> **SELECTED EXCERPT**
** begin **
The federal Labor party has hit the panic button and expedited a leadership transition that it probably hoped it would not have to undertake until after the next federal election. That Julia Gillard has replaced Kevin Rudd as Labor leader is not in itself a surprise.

Whereas it had been the Liberal party that looked to be in some disarray over its leadership at the beginning of the year, it’s now the government that looks to be in a very big mess.

The fact that this has come to pass only months ahead of the next federal election is the breath-taking aspect of this event.

What the leadership change confirms is that the private polling being done by the major parties is agreeing with the newspaper polls that all say that the Rudd government has had a horrible six months and that Labor would lose the next election.

The strength of this intelligence was such that Liberal leader Tony Abbott enthused to his party room that a ‘famous victory’ was at hand.

Mr Abbott has since denied saying this, but the growing confidence of the opposition leader and his colleagues has been very noticeable. Over on the Labor side, meanwhile, panic has been the most noticeable response to the polls.

The very poor polling results for Labor since the ascendancy of Tony Abbott to the Liberal leadership has put intolerable strain on Rudd’s leadership, however, it was not that alone which lead to his demise.

Rather, the evidence of a decline in support for Labor particularly in marginal seats in New South Wales and Queensland dovetailed with the factional campaign to destabilise his leadership that appears to have been running for some time.

What the poor poll results did is send a flock of nervous marginal seat-holding backbench MPs in to the arms of the handful of right faction powerbrokers who had been working against Rudd for months.

Make no mistake about it – Labor is in serious electoral trouble and may yet suffer the ignominy of being the first one-term government since Jim Scullin’s faction-ridden Labor government was tipped out during in the Depression in 1931.

The Coalition must be pinching itself to believe its good luck as the government implodes before their very eyes.
** end **
> **LIST OF TASKS**
[A] Answer these questions from the article on Labor's leadership change:
(i) Who replaced Kevin Rudd as Labor leader?
(ii) In which two states did support for Labor decline, particularly in marginal seats?
(iii) In what year was Jim Scullin's Labor government tipped out?
[B] Reproduce the passage of the article on Labor's leadership change that begins at the words "Rather, the evidence" and stops after "Depression in 1931.".
[C] Carry on the article on Labor's leadership change, picking up after its final sentence.

Data items:
** begin **
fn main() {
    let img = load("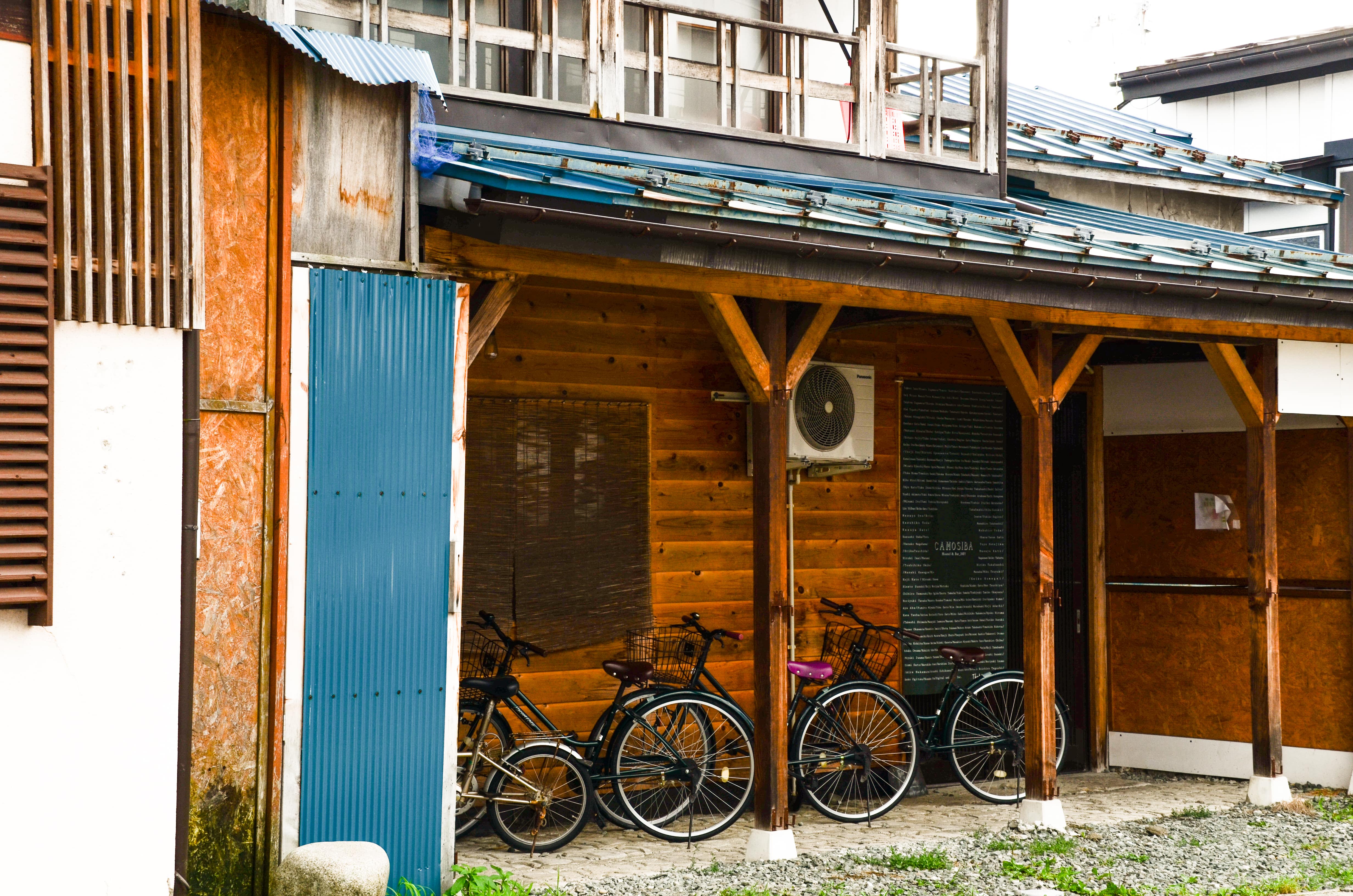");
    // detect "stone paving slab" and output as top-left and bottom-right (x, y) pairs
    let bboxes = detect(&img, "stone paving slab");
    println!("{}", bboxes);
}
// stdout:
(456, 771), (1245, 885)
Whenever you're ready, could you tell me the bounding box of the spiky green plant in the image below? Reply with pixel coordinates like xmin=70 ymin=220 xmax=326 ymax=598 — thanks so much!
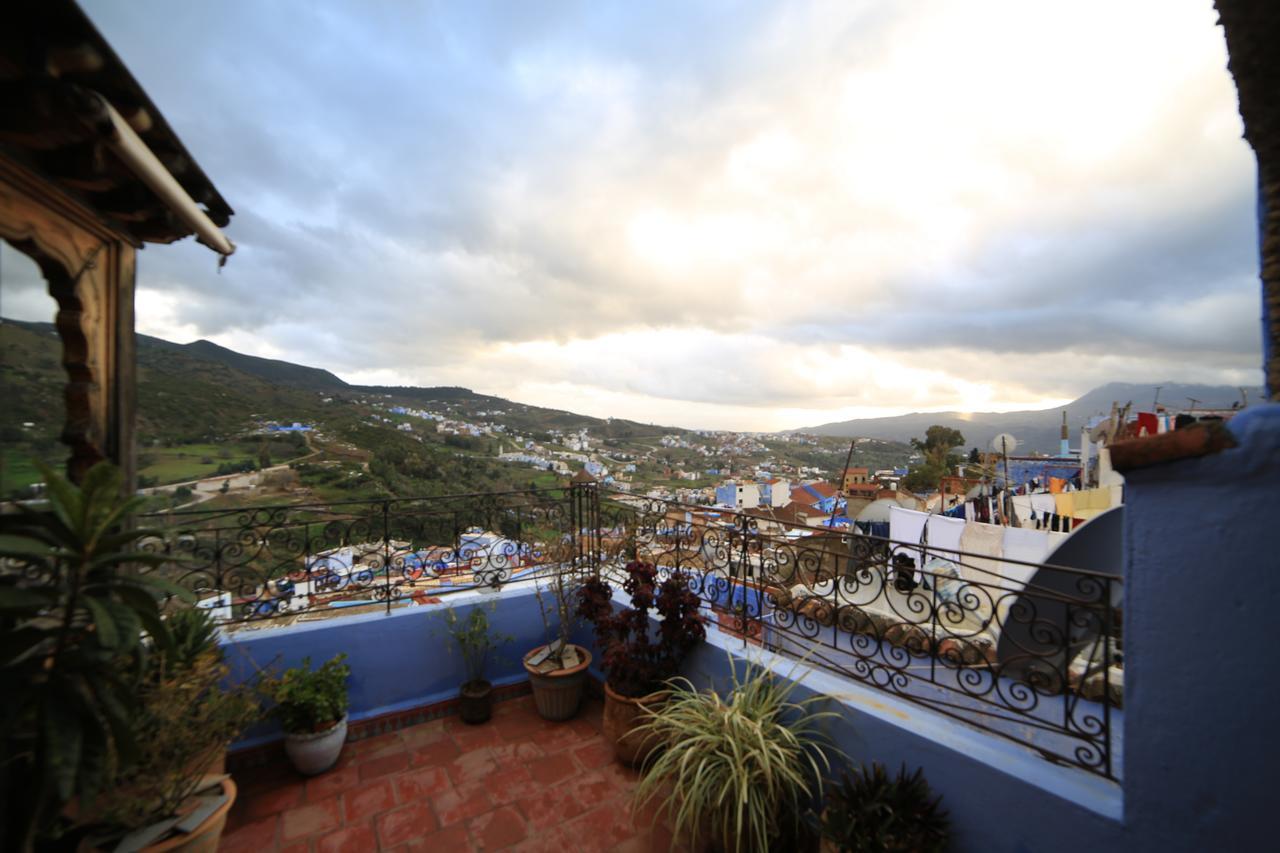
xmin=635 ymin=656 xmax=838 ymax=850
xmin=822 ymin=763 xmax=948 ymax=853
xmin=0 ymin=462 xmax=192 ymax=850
** end **
** begin **
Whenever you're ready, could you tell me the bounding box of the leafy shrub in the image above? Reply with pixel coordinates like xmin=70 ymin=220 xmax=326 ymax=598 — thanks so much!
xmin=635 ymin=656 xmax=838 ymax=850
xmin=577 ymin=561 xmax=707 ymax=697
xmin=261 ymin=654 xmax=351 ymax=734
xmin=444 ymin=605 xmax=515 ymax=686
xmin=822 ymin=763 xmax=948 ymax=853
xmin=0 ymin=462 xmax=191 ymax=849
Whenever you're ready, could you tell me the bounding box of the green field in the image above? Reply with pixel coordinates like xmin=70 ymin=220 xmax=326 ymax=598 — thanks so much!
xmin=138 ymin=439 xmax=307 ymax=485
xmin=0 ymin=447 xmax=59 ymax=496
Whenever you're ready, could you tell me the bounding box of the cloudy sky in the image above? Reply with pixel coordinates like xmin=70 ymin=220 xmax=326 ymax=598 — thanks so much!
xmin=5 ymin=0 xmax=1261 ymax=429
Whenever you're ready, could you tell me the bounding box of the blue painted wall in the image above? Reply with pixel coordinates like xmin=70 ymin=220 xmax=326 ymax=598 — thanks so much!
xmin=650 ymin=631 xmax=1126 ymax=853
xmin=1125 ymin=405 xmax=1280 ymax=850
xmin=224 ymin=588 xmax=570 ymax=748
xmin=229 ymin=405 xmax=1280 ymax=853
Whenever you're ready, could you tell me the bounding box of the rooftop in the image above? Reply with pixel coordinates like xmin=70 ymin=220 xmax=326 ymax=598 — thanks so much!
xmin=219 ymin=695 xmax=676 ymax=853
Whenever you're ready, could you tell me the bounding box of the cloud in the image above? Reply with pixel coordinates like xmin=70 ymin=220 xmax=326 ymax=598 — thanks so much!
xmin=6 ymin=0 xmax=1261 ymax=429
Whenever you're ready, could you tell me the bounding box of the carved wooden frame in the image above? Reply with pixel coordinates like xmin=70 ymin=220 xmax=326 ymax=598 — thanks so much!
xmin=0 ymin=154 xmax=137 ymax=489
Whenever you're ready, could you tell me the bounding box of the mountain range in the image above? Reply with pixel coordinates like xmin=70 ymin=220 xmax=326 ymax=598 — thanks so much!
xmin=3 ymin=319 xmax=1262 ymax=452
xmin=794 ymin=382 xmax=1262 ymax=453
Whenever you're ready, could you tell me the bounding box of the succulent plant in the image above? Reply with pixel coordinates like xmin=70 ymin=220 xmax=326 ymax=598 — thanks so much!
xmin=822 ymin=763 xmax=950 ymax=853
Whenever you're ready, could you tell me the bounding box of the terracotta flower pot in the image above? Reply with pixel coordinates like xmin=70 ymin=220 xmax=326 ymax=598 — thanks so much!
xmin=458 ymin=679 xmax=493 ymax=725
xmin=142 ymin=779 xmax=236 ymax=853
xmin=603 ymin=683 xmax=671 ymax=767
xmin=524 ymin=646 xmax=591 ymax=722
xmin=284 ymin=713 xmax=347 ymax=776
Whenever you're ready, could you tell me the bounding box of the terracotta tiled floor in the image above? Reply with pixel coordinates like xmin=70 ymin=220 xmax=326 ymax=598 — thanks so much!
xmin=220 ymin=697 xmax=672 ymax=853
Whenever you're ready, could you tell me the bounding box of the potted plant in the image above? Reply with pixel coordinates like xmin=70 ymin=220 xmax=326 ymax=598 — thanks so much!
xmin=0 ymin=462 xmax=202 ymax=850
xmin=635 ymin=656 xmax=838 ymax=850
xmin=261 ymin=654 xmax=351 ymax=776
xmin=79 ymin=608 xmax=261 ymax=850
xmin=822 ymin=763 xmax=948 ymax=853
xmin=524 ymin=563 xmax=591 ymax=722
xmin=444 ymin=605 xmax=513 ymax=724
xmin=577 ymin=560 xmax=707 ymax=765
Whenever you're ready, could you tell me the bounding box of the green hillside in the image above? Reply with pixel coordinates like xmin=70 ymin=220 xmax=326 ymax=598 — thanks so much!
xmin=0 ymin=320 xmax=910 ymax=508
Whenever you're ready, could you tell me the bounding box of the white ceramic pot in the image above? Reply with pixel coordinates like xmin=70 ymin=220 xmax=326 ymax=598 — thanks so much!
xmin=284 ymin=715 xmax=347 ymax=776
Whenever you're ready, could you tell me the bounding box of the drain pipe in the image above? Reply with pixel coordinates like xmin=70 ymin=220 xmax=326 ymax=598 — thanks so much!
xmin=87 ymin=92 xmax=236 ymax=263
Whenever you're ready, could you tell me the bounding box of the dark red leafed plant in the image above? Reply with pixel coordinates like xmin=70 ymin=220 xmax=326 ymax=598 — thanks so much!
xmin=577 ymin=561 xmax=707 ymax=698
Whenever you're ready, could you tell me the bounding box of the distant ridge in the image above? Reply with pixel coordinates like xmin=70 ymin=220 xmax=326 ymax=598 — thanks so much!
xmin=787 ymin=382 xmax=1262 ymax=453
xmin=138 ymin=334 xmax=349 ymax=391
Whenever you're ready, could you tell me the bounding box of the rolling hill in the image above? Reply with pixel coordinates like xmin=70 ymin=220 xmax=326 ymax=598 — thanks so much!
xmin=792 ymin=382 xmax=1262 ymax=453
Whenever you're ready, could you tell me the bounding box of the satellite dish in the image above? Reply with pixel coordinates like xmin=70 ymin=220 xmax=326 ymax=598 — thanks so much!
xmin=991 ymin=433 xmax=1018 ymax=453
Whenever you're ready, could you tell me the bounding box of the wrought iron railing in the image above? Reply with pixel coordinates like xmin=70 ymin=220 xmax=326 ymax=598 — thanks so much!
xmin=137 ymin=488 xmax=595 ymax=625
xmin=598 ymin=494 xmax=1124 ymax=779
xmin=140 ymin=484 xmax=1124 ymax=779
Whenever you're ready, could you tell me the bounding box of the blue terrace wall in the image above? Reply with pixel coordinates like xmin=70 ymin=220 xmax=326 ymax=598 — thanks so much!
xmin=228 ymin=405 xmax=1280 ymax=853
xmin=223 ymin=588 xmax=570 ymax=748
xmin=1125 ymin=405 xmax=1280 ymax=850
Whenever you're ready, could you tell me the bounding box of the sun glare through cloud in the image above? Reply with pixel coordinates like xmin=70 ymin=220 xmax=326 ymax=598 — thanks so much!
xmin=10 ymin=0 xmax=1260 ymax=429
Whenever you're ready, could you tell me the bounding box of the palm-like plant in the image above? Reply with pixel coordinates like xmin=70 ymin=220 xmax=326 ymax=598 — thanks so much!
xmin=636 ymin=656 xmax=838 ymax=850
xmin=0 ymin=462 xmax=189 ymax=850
** end **
** begin **
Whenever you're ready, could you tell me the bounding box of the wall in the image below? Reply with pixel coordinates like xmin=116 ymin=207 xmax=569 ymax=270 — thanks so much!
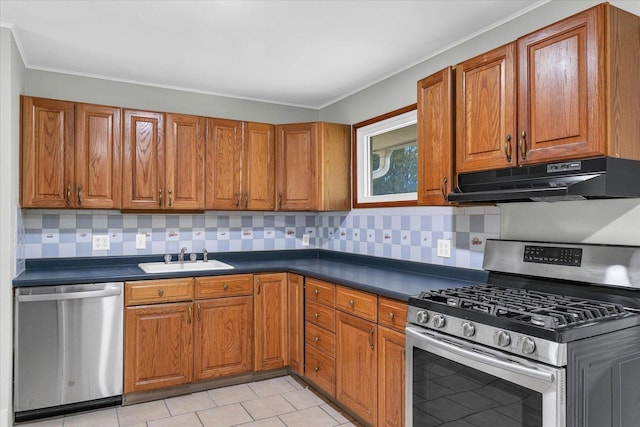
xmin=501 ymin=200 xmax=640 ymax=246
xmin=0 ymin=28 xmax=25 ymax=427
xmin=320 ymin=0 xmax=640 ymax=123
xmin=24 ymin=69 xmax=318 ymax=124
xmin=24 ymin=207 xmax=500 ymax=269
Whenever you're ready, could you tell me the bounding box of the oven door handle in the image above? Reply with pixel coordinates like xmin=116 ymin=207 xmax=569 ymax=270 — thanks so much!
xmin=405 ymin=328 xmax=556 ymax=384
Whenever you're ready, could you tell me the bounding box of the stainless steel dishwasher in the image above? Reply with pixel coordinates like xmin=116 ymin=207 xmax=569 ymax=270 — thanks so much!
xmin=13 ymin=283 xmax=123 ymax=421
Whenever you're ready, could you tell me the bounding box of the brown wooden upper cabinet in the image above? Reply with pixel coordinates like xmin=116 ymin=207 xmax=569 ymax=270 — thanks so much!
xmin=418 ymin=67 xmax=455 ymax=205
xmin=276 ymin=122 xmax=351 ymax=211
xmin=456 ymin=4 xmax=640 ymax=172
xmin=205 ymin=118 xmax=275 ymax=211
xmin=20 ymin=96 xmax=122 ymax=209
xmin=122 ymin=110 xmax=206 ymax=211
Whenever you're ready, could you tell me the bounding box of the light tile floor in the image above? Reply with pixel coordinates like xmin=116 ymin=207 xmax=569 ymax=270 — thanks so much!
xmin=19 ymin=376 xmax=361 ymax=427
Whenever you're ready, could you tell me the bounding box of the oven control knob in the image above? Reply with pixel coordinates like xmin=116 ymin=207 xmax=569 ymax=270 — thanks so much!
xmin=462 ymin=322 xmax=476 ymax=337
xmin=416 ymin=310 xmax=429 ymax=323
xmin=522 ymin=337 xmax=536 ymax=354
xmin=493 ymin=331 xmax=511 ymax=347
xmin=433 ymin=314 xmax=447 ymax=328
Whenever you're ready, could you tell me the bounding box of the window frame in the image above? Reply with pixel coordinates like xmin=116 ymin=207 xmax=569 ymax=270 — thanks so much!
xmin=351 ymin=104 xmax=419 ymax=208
** end **
> **ANSWERS IN ORDER**
[A]
(i) Julia Gillard
(ii) New South Wales and Queensland
(iii) 1931

[B]
Rather, the evidence of a decline in support for Labor particularly in marginal seats in New South Wales and Queensland dovetailed with the factional campaign to destabilise his leadership that appears to have been running for some time.

What the poor poll results did is send a flock of nervous marginal seat-holding backbench MPs in to the arms of the handful of right faction powerbrokers who had been working against Rudd for months.

Make no mistake about it – Labor is in serious electoral trouble and may yet suffer the ignominy of being the first one-term government since Jim Scullin’s faction-ridden Labor government was tipped out during in the Depression in 1931.

[C]
Whereas it had been the Liberal party that looked to be in some disarray over its leadership at the beginning of the year, it’s now the government that looks to be in a very big mess.

It is clearly the view of some Labor strategists that elevating Julia Gillard to the leadership can act as something of a circuit breaker to the current poll trends.

Sometimes leadership transitions have worked – the shift from Bob Hawke to Paul Keating, for instance, was rewarded with a Labor victory in the 1993 election.

Gillard’s supporters are no doubt hoping that history can repeat itself.

There are great risks involved in the deposing of Rudd, however. While social progressives and feminists rejoice at the appointment of Australia’s first female prime minister, it remains to be seen how much the rather more conservative electorates in the outer suburbs of Sydney and Brisbane, and in the Queensland regions share in this enthusiasm.

The reasons why this is so important is that Labor holds 10 such seats in Queensland and eight in NSW, all of which could be lost with swings between 1 and 4 percent. If these were to be lost, the Labor majority would also evaporate and Tony Abbott would be the next prime minister.

Labor also has some problems in their historically safe inner city electorates of Melbourne, Sydney, Grayndler and Denison where the surge in voter support for the Greens monitored in the polls will have the greatest impact at the next election.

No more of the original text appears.